**Goal**
Render every line of the rows below as a Markdown table with two columns, Index for the line number and Content for the line, skipping any blank lines. Leave the pictures out.

**Exercise data**
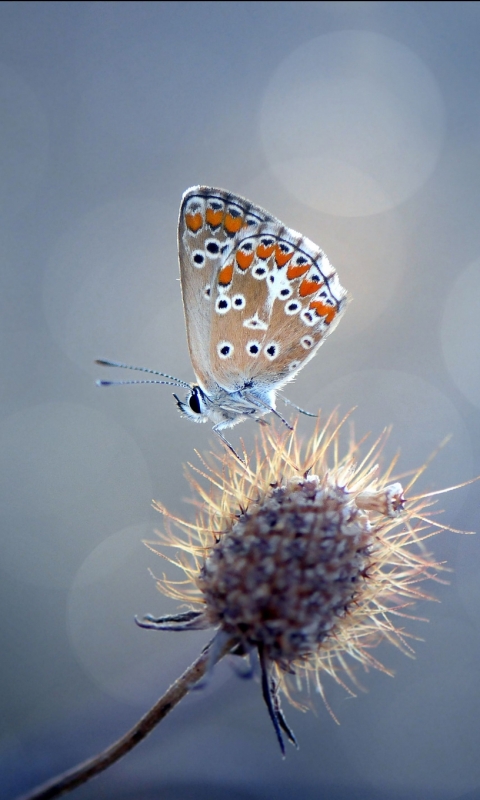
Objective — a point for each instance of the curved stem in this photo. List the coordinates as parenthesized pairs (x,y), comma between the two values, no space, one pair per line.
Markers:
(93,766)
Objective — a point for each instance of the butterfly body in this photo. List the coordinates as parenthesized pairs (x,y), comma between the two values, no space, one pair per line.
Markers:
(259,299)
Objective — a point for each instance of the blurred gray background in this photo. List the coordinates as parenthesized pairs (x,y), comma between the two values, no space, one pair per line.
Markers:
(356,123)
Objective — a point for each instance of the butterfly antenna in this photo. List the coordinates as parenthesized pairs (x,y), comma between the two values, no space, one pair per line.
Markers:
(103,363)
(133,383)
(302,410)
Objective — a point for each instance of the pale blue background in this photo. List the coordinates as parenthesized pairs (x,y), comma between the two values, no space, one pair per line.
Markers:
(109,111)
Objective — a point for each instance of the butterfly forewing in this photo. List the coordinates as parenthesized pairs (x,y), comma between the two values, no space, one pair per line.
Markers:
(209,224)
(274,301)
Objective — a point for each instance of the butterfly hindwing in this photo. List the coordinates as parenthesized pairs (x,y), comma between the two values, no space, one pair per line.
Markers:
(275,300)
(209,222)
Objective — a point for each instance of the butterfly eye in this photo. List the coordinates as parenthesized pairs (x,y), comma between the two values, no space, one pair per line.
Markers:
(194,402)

**Answer for this exercise**
| Index | Content |
|---|---|
| 1 | Objective — a point for each instance of the curved stem in this photo. List the coordinates as parenthesized pairs (x,y), comma between the two values, no space, one pair per line. |
| 2 | Markers: |
| 3 | (93,766) |
| 4 | Objective — a point for each instance of the butterfly body in this photo. List the coordinates as parenthesized pairs (x,y), comma between the two values, no space, one pair per line. |
| 5 | Markers: |
| 6 | (259,299) |
| 7 | Objective — a point for each instance of the blurred gray background in this photo. List the coordinates as parenthesized pairs (x,y), comma between the two values, no space, one pair per line. |
| 8 | Markers: |
| 9 | (356,123) |
| 10 | Objective — a point for each instance of the butterfly antenna in this photo. List the coordinates as parenthesized pairs (x,y), comma between the two values, no space, one pair per line. |
| 11 | Markers: |
| 12 | (103,363) |
| 13 | (133,383) |
| 14 | (302,410) |
| 15 | Objective — a point for each instance of the pale blue background in this photo. List the coordinates as parenthesized pairs (x,y), comma between the two values, no space, one pair per line. |
| 16 | Markers: |
| 17 | (109,111) |
| 18 | Objective — a point for each instance of the butterfly forewing in this photo. List the coordinates as parenthesized pairs (x,y), comma between the two values, no space, one pair per line. |
| 19 | Markers: |
| 20 | (209,224) |
| 21 | (274,301) |
| 22 | Objective — a point for each instance of the butterfly hindwing in this photo. List the coordinates as parenthesized pairs (x,y), comma between the two values, no space, one pair per line. |
| 23 | Markers: |
| 24 | (275,300) |
| 25 | (209,222) |
| 26 | Objective — a point for each instance of the butterfly eye in this photo. List the coordinates as parenthesized pairs (x,y), comma between the two values, no space, one pair per line. |
| 27 | Markers: |
| 28 | (194,402) |